**EXERCISE DESCRIPTION**
The answer must reproduce all of the data below exactly and contain no images.

**DATASET RECORDS**
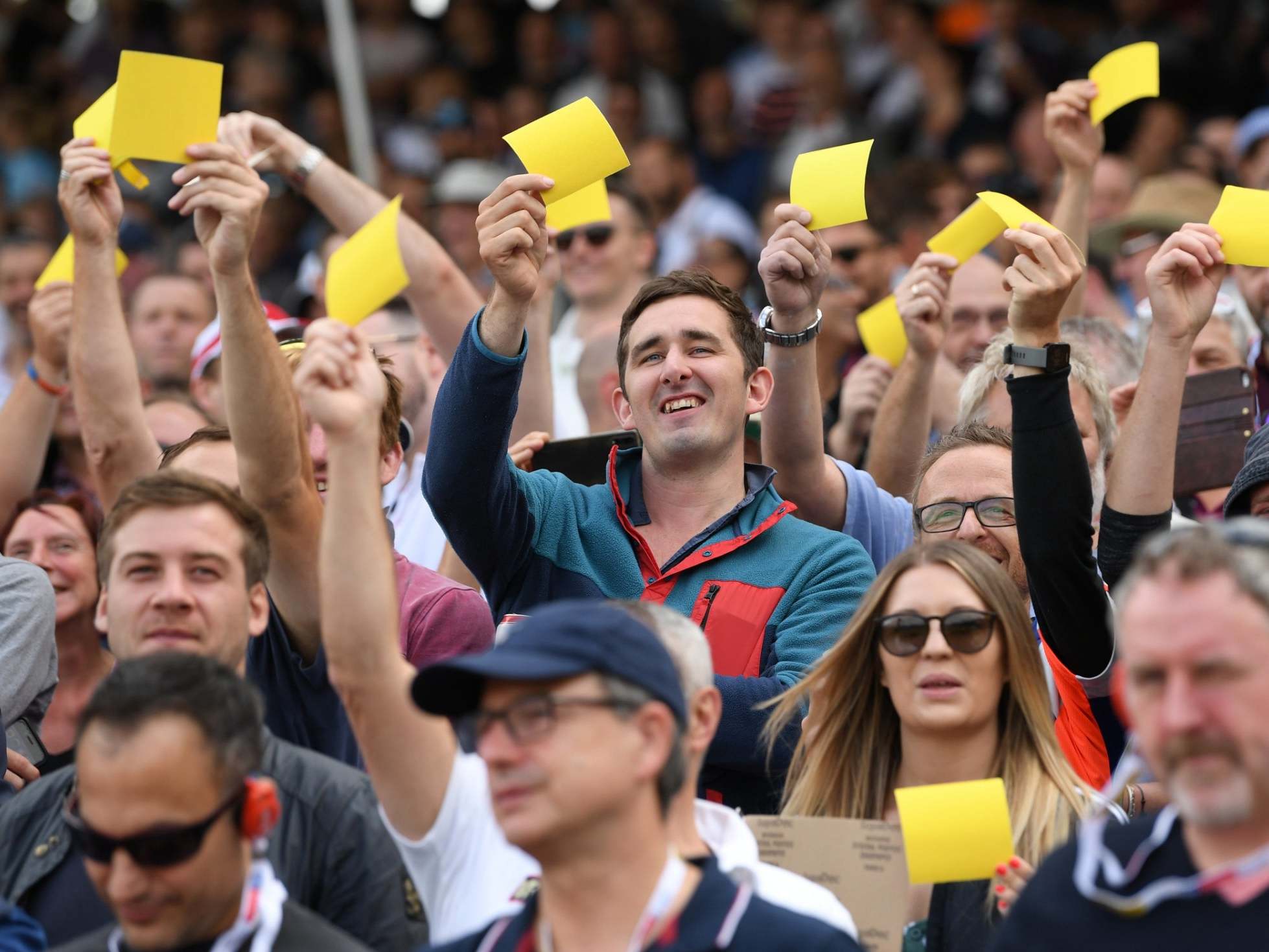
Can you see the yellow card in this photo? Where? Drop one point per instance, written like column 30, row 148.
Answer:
column 367, row 272
column 164, row 104
column 1240, row 221
column 1123, row 75
column 574, row 145
column 583, row 207
column 882, row 332
column 955, row 831
column 971, row 231
column 61, row 267
column 830, row 184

**SOLUTION**
Can you see the yellow card in this photo? Where? Drop one point per instance, written like column 30, row 148.
Answer:
column 367, row 272
column 164, row 104
column 1240, row 221
column 1123, row 75
column 574, row 145
column 583, row 207
column 882, row 332
column 955, row 831
column 971, row 231
column 61, row 267
column 830, row 184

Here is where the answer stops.